Aim of the exercise. Below are the entries; return every line among them that holds the word "target".

BEGIN

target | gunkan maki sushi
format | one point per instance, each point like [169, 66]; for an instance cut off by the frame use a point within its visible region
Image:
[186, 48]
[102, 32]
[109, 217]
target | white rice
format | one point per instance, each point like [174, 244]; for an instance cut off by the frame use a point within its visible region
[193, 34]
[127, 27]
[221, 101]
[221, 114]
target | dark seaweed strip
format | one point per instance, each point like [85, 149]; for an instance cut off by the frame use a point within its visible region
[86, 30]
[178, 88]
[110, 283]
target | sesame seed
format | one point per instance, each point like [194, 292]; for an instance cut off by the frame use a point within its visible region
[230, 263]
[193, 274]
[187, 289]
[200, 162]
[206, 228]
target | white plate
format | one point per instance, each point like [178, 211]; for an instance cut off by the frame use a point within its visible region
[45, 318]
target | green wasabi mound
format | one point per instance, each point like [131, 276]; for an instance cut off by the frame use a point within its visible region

END
BEGIN

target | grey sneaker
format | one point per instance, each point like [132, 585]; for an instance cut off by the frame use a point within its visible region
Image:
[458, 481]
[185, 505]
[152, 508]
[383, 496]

END

Written response.
target | gunkan maki sushi
target | white rice
target | dark seaweed strip
target | sesame seed
target | white plate
target | green wasabi mound
target | grey sneaker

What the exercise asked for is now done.